• TASKS TO COMPLETE:
(1) List each benefit of horizontal communication that the article on community recommendation names in its first paragraph.
(2) Write the next part of the article on implicit ALS for community recommendation, picking up after its final sentence.

• TEXT BLOCK:
Implicit ALS for community recommendation

Photo by Dylan Gillis on Unsplash

At Lumapps, we believe horizontal communication can have a massive impact on people and organization. It helps people learn more, faster and better. It makes innovation easier by encouraging interdisciplinary cooperation. It helps organizations do what is important for their customers more efficiently.

We implemented this idea within Lumapps in what we call “Communities” where individuals can communicate and collaborate within their organization in any way they deem necessary.

We’ve seen great use cases for communities implemented by our customers : from the usual community of practice that foster creativity and expertise to community about people that want to talk about their pets.

Many kind of communities exists within lumapps

Having too many communities on your intranet can be a burden though : users can experience fear of missing out. A recommendation system for communities is one of the many solutions that could help. This system should be able to help users discover new communities they might like.

We wanted to assess how hard it would be to implement such a recommendation system using Spark MLLib. While the math is fairly straightforward, we found some roadblocks along the way that we wanted to share.

• STORED DATA:
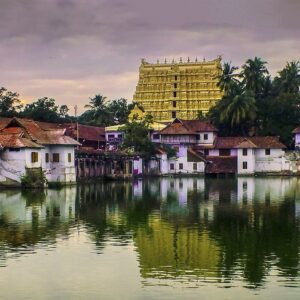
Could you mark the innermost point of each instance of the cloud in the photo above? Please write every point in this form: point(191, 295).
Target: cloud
point(73, 49)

• RESPONSE LIST:
(1)
- It helps people learn more, faster and better.
- It makes innovation easier by encouraging interdisciplinary cooperation.
- It helps organizations do what is important for their customers more efficiently.

(2)
Starting the project

After taking a look at the state of the art for recommendation algorithms, We quickly decided to use a collaborative filtering approach using the Alternating Least Square (ALS) method. This algorithm suits our needs:

• Fast to put in place when compared to content-based approach
• Well documented
• Already tested with success for many use cases

What is great about collaborative filtering is that you only need data that tells you a user is interested in an item: in our case, a community.

We don’t really have reliable explicit feedback from users on a community in Lumapps: you can’t give a 5 star review to a community. We do have implicit feedback metrics already in place though. We used the number of views of a user on a community as an implicit feedback of his interest. The more views a user has on a community, the more likely he is to be interested in that community.

We could start the project.

Evaluating the model

Evaluating the model and tuning its hyperparameters was harder than anticipated.

All precision based metrics (exemple: Mean Square Error) make no sense with implicit feedback as the input label represents “Views” and the output label is a preference calculated by the ALS. One could argue we could scale views and preferences from 0 to 1 but that would be hacky at best. It should also be noted that precision based metrics requires knowing which items were disliked which is not possible in an implicit feedback situation : a workaround could be done by adding randomly user-community tuples with 0 views.

Binary Classification metrics (exemple: Accuracy) cannot be used directly either, as we don’t output a class but a preference. We could convert that preference to a class by defining a threshold above which the recommendation system recommends a community or not. The threshold itself could be considered a hyperparameter. Even doing so, binary classification methods are hacky because we still don’t know which items were disliked.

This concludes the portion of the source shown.